● **Document excerpt**:
A combined reading of the several provisions of Order 22 of the Code makes


the following position clear:




(a)     When   the   sole   plaintiff   dies   and   the   right   to   sue   survives,   on   an


application made in that behalf, the court shall cause the legal representative


of the deceased plaintiff to be brought on record and proceed with the suit.



(b)     If the court holds that the right to sue does not survive on the death of


the plaintiff, the suit will abate under Rule 1 of Order 22 of the Code.



(c)     Even   where   the   right   to   sue   survives,   if   no   application   is   made   for


making the legal representative a party to the suit, within the time limited by


law   (that   is   a   period   of   90   days   from   the   date   of   death   of   the   plaintiff


prescribed for making an application to make the legal representative a party


under Article 120 of the Limitation Act, 1963), the suit abates, as per Rule


3(2) of Order 22 of the Code.



(d)     Abatement occurs as a legal consequence of (i) court holding that the


right to sue does not survive; or (ii) no application being made by any legal


representative of the deceased plaintiff to come on record and continue the


suit. Abatement is not dependant upon any formal order of the court that the


suit has abated.


                                                  7



(e)     Even though a formal order declaring the abatement is not necessary


when the suit abates, as the proceedings in the suit are likely to linger and


will not be closed without a formal order of the court, the court is usually to


make   an   order   recording   that   the   suit   has   abated,   or   dismiss   the   suit   by


reason of abatement under Order 22 of the Code.



(f)     Where   a   suit   abates   or   where   the   suit   is   dismissed,   any   person


claiming to be the legal representative  of the deceased plaintiff may apply


for setting aside the abatement or dismissal of the suit under Order 22 Rule 9


(2)   of   the   Code.   If   sufficient   cause   is   shown,   the   court   will   set   aside   the


abatement or dismissal. If however such application is dismissed, the order


dismissing such an application is open to challenge in an appeal under Order


43 Rule 1(k) of the Code.



(g)     A   person   claiming   to   be   the   legal   representative   cannot   make   an


application   under   rule   9(2)   of   order   22   for   setting   aside   the   abatement   or


dismissal, if he had already applied under order 22 Rule 3 for being brought


on   record   within   time   and   his   application   had   been   dismissed   after   an


enquiry   under   Rule   5   of   Order   22,   on   the   ground   that   he   is   not   the   legal


representative.



6.      We may next consider the remedies available to an applicant whose


application under Order 22 Rule 3 of the Code, for being added as a party to


the suit as legal representative  of the deceased plaintiff, has been rejected.


The normal remedies available under the Code whenever a civil court makes


an order under the Code are as under:


                                                 8





    (i)      Where the order is a `decree' as defined under section 2(2) of the


             Code,   an   appeal   would   lie   under   section   96   of  the   Code   (with   a


             provision for a second appeal under section 100 of the Code).

● **Stored rows**:
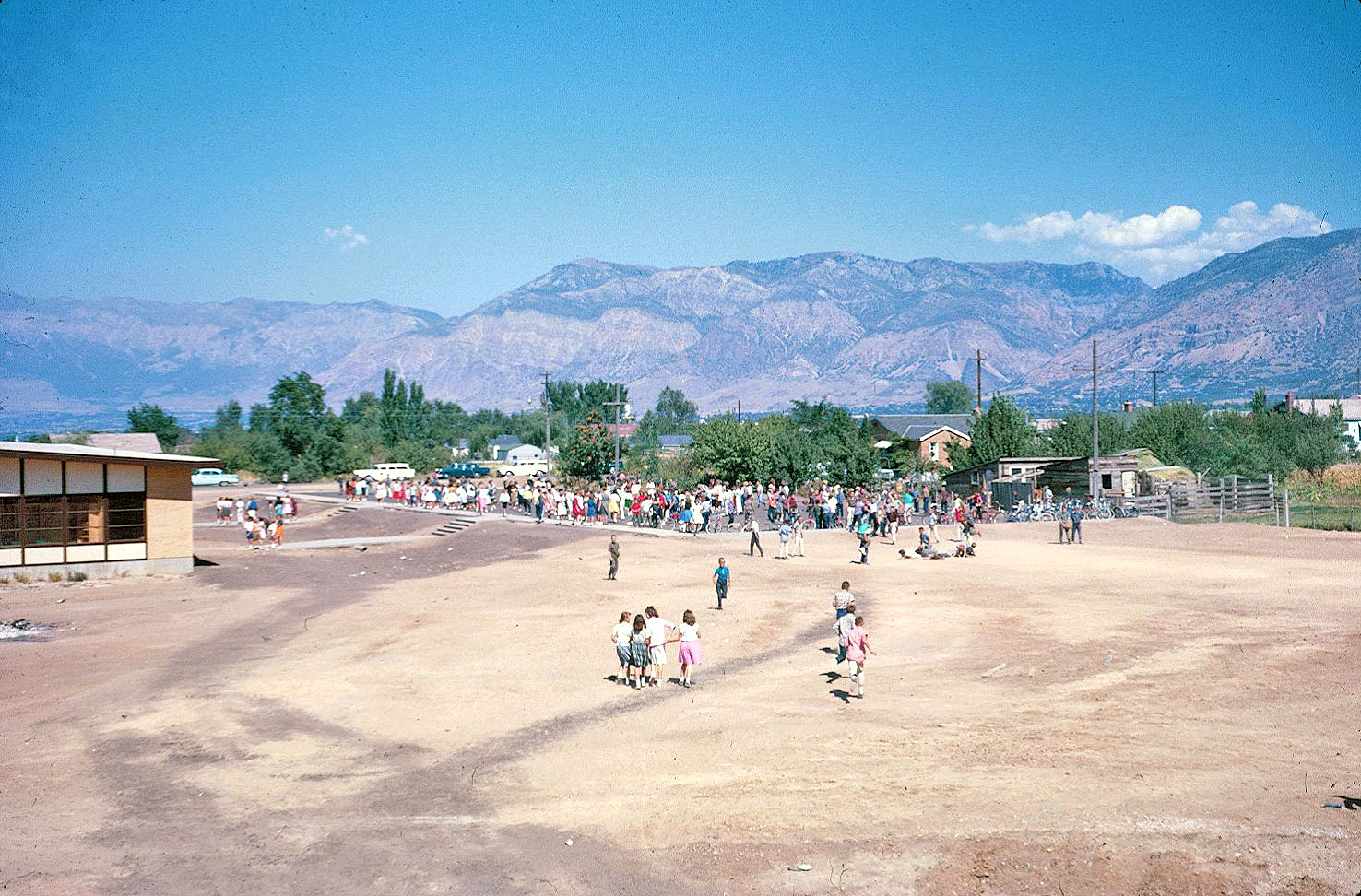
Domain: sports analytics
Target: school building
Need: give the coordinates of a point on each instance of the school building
(94, 510)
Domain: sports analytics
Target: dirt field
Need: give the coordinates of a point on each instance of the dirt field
(437, 717)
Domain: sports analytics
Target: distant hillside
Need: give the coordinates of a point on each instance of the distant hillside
(1284, 315)
(63, 357)
(859, 329)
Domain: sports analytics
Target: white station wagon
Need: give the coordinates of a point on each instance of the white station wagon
(212, 476)
(384, 472)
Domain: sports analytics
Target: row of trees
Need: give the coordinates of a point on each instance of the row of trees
(294, 431)
(1184, 434)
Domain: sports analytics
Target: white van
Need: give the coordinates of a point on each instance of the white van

● **Exercise description**: Translate this sentence from the excerpt on Order 22 of the Code into Spanish: "If the court holds that the right to sue does not survive on the death of the plaintiff, the suit will abate under Rule 1 of Order 22 of the Code."

● **Answer in full**: Si el tribunal resuelve que el derecho a demandar no subsiste tras la muerte del demandante, la demanda se extinguirá conforme a la Regla 1 de la Orden 22 del Código.